**Exercise details**:
Can you output the full text below on government-run health care, word for word?

**Provided text**:
"""
So, why exactly is it that the only true government-run health care systems are for old people, poor people, soldiers and military veterans?
I think it’s really because most of the patients in those systems are too poor, sick or frail to speak up for themselves, or because the patients are used to following orders and mentally unprepared to take on a system.
Most of the time, Congress puts private companies in charge of benefits decisions not because our leaders are such ardent capitalists, but because they don’t want to be the ones responsible for saying no.
Even if they’re budget hawk conservatives, members of Congress want to be in a position to wag their fingers at the insurance companies if the companies refuse to pay for (experimental, likely futile, extremely expensive) surgery for a photogenic child with parents who had a combined total of 100,000 Twitter followers and Facebook friends before they even got married.
On the one hand, certainly, there are greedy, insensitive jerks in the insurance industry, and it could be that the government has actually been paying too much to mediocre Medicare Advantage plans.
Jonathan Blum, the head of Medicare, testified about a year ago that the gap between per-capita support for enrollees in the traditional, government-run Medicare program and enrollees in private Medicare plans had shrunk to 4 percent in 2013, from 14 percent a few years earlier. But, of course, even if that 4 percent is now 2 percent, that 2 percent is a lot of money. Medicare managers should do something about that 2 percent.
"""
Stored data entries:
"""
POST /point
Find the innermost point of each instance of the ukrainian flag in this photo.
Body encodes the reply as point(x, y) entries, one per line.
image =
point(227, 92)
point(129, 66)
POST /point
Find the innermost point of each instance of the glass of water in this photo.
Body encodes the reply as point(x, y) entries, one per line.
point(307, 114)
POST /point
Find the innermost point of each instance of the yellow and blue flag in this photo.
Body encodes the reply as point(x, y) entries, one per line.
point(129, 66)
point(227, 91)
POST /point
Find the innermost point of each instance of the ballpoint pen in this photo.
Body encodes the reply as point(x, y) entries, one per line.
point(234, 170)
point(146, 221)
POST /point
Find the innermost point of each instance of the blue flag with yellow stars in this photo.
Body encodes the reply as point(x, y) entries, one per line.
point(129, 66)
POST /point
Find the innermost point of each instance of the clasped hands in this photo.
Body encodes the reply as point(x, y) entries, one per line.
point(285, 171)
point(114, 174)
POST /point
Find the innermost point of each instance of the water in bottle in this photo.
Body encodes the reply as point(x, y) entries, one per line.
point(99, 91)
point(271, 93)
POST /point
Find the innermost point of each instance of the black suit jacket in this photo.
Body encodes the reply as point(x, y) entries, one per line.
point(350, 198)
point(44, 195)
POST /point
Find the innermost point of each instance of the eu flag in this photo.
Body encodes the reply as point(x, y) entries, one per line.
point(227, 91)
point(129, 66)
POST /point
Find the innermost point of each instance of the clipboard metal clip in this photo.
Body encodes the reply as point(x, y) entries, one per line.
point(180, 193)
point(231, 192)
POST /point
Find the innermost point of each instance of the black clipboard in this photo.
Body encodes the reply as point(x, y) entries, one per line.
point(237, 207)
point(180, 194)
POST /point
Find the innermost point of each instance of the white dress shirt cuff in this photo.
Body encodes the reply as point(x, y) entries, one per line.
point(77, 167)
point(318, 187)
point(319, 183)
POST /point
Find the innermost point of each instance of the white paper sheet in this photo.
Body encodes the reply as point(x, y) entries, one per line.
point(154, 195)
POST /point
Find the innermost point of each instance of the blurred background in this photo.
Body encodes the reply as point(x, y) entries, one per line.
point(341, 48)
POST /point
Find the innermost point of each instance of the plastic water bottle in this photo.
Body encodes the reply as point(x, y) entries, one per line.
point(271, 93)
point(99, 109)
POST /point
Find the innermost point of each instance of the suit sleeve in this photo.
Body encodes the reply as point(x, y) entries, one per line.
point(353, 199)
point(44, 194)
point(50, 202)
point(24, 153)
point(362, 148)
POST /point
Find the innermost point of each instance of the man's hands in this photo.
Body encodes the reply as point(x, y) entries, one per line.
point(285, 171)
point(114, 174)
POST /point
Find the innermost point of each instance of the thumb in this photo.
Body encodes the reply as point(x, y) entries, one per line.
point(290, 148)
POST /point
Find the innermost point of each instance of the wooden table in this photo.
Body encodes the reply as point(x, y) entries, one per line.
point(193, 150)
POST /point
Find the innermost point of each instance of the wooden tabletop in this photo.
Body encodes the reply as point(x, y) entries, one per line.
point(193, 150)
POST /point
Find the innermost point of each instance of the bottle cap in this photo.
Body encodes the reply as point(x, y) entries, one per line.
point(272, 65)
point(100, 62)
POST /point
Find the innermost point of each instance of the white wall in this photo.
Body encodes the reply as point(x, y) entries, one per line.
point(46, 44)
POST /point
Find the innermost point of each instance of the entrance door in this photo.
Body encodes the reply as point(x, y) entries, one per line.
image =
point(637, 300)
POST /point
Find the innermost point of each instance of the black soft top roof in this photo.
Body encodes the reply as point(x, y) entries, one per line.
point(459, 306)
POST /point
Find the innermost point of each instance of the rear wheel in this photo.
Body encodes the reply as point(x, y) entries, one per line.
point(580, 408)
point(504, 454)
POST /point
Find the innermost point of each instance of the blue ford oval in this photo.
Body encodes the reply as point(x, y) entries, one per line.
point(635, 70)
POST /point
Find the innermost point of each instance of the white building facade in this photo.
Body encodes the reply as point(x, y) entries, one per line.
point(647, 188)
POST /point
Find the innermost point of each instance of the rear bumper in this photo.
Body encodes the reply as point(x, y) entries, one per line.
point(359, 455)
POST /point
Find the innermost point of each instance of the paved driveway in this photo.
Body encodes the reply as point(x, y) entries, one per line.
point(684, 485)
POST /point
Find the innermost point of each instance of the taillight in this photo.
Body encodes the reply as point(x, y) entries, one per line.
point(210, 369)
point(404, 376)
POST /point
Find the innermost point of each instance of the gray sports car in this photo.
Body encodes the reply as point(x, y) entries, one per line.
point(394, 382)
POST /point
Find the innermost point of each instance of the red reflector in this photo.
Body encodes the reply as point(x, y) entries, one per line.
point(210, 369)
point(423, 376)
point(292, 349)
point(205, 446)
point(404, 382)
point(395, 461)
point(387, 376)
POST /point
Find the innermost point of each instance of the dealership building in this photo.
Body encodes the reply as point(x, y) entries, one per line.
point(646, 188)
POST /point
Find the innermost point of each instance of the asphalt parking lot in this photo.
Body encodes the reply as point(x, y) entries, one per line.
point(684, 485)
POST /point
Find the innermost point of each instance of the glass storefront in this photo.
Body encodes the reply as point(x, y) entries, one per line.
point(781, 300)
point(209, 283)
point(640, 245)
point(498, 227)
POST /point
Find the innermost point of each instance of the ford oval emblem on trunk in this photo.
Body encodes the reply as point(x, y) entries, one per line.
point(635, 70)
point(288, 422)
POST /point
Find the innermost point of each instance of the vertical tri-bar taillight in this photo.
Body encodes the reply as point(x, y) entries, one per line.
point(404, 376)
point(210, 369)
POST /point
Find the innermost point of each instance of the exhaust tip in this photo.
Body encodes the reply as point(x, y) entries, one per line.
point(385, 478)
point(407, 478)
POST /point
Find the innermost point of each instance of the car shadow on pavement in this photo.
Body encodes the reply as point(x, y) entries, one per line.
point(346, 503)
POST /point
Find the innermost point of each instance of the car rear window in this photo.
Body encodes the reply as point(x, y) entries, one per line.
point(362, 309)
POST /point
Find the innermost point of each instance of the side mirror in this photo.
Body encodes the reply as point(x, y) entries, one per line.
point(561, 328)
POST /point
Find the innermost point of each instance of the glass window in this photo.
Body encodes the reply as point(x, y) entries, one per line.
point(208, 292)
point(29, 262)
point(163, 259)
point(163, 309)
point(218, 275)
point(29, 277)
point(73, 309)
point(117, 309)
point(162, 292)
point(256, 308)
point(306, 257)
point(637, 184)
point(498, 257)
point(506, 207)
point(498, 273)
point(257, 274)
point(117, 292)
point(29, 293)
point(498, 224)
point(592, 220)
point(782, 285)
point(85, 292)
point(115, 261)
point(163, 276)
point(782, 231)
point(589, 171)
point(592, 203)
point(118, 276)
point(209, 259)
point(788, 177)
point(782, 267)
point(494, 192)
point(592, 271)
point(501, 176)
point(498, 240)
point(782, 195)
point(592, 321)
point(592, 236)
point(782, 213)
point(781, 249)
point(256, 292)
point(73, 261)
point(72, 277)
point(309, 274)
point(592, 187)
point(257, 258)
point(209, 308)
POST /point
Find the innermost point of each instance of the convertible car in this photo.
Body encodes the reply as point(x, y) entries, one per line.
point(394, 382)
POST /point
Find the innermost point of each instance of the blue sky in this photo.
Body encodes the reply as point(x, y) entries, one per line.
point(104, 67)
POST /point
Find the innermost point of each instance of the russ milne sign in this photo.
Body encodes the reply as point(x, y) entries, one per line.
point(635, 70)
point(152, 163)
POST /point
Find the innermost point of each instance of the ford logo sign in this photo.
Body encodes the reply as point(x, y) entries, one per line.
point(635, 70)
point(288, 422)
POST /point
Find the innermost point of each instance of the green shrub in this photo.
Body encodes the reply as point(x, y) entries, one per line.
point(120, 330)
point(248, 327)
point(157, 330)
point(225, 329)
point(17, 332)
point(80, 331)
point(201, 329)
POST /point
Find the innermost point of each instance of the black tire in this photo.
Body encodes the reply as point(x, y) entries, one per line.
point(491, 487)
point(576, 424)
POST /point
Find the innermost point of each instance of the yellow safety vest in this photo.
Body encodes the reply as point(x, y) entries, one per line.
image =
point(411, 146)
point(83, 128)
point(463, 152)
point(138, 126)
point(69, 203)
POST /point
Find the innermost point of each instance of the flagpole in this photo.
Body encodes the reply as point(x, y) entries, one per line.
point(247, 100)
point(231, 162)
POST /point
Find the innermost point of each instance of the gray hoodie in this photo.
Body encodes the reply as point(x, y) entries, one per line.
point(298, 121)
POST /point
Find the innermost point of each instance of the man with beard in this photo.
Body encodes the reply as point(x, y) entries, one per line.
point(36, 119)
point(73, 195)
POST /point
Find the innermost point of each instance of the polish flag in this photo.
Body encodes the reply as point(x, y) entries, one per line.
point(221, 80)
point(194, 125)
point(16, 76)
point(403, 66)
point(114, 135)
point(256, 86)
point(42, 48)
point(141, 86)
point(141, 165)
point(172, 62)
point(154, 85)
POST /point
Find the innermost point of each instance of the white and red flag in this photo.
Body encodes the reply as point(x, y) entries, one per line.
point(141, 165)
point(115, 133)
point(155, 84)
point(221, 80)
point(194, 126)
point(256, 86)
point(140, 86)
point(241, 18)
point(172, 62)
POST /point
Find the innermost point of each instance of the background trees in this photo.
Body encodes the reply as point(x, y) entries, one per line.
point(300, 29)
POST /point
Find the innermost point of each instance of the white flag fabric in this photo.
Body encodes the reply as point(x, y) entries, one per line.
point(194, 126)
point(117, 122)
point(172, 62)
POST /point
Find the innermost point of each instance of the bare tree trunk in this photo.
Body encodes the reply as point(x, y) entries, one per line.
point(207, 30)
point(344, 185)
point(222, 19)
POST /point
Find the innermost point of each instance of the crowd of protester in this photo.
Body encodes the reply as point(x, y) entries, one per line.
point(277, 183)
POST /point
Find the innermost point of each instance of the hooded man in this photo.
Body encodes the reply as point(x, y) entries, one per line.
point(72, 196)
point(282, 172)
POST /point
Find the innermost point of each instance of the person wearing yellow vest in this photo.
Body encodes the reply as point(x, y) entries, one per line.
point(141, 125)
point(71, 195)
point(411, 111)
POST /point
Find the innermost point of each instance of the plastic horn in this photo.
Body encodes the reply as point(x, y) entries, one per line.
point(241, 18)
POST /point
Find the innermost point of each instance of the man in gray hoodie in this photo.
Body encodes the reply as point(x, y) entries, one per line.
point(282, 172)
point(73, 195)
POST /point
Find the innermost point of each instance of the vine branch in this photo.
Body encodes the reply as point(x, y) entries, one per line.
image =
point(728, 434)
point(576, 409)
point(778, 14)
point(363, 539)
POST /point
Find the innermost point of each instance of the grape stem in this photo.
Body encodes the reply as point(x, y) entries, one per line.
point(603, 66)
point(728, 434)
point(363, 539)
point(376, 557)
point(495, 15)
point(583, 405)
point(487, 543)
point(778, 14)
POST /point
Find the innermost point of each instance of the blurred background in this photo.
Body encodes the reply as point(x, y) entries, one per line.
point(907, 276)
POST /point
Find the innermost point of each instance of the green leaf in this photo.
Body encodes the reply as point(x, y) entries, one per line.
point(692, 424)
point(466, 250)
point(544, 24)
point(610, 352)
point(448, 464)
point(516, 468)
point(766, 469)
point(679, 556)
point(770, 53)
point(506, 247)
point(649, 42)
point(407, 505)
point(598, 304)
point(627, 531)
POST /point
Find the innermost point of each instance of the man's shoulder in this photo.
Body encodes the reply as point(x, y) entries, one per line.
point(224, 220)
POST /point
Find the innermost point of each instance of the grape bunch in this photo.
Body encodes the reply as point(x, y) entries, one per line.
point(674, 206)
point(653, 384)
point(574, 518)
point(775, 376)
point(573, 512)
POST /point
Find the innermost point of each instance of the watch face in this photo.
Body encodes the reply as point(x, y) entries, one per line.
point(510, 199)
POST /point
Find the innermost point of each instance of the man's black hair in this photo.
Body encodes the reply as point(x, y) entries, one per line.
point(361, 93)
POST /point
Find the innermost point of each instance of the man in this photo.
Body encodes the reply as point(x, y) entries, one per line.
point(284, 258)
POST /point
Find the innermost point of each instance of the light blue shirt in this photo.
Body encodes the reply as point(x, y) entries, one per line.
"""
**Output for this task**:
So, why exactly is it that the only true government-run health care systems are for old people, poor people, soldiers and military veterans?
I think it’s really because most of the patients in those systems are too poor, sick or frail to speak up for themselves, or because the patients are used to following orders and mentally unprepared to take on a system.
Most of the time, Congress puts private companies in charge of benefits decisions not because our leaders are such ardent capitalists, but because they don’t want to be the ones responsible for saying no.
Even if they’re budget hawk conservatives, members of Congress want to be in a position to wag their fingers at the insurance companies if the companies refuse to pay for (experimental, likely futile, extremely expensive) surgery for a photogenic child with parents who had a combined total of 100,000 Twitter followers and Facebook friends before they even got married.
On the one hand, certainly, there are greedy, insensitive jerks in the insurance industry, and it could be that the government has actually been paying too much to mediocre Medicare Advantage plans.
Jonathan Blum, the head of Medicare, testified about a year ago that the gap between per-capita support for enrollees in the traditional, government-run Medicare program and enrollees in private Medicare plans had shrunk to 4 percent in 2013, from 14 percent a few years earlier. But, of course, even if that 4 percent is now 2 percent, that 2 percent is a lot of money. Medicare managers should do something about that 2 percent.